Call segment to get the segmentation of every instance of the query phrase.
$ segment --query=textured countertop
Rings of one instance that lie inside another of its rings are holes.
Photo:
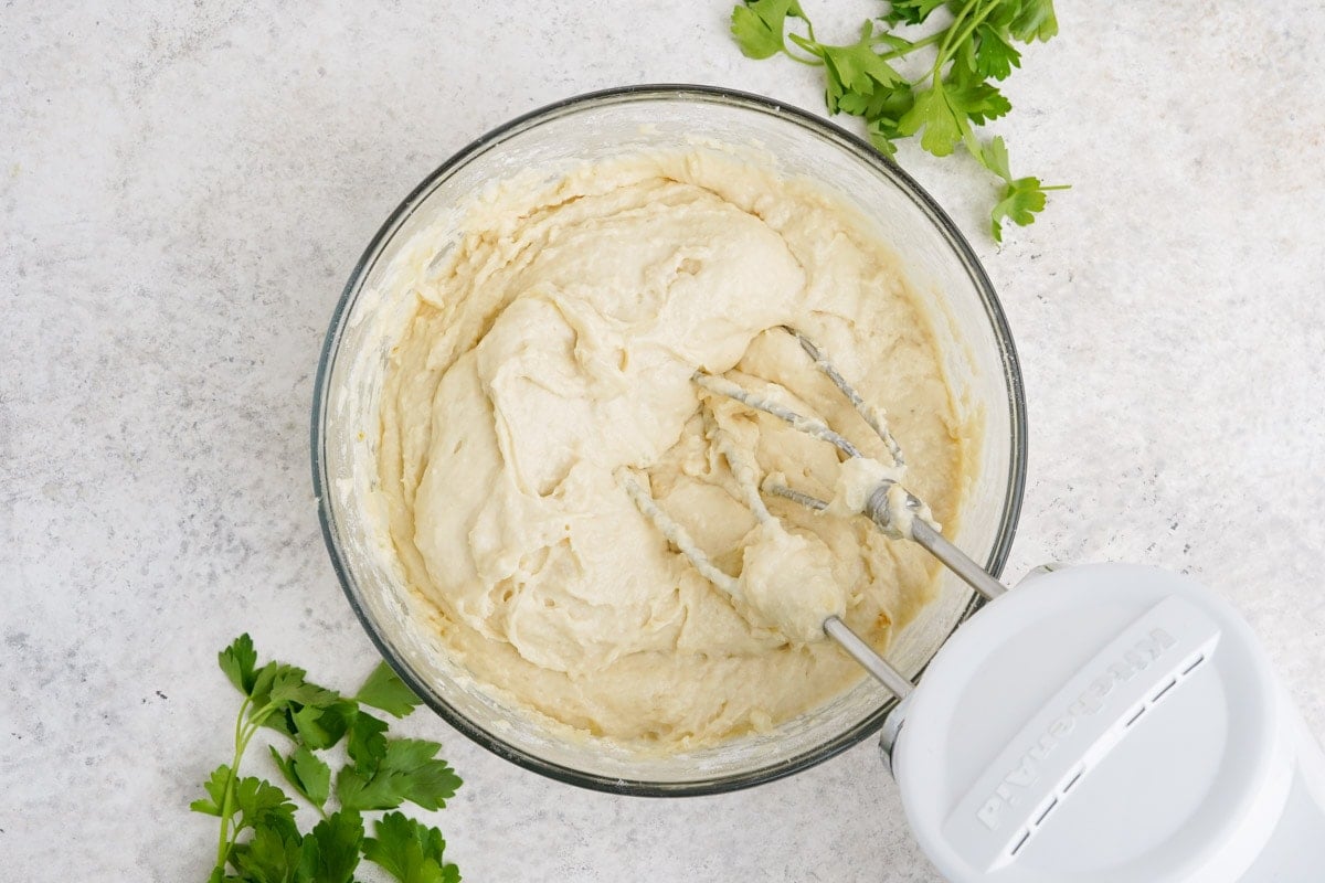
[[[309,479],[322,334],[376,226],[485,130],[701,82],[822,111],[729,1],[0,9],[0,876],[200,880],[228,753],[215,654],[249,630],[330,683],[375,659]],[[807,1],[847,41],[871,3]],[[372,7],[372,8],[370,8]],[[1196,576],[1325,733],[1325,8],[1063,0],[996,131],[1069,181],[1002,250],[970,162],[902,155],[984,261],[1026,375],[1008,564]],[[851,124],[853,120],[845,120]],[[722,797],[610,797],[427,712],[469,880],[938,876],[872,744]],[[268,763],[260,755],[254,767]]]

- - - - -

Problem description: Gather every line above that contains the string "segment", treating uppercase and lowercase as different.

The result:
Call segment to get the segmentation of every instance of the query phrase.
$ segment --query=textured countertop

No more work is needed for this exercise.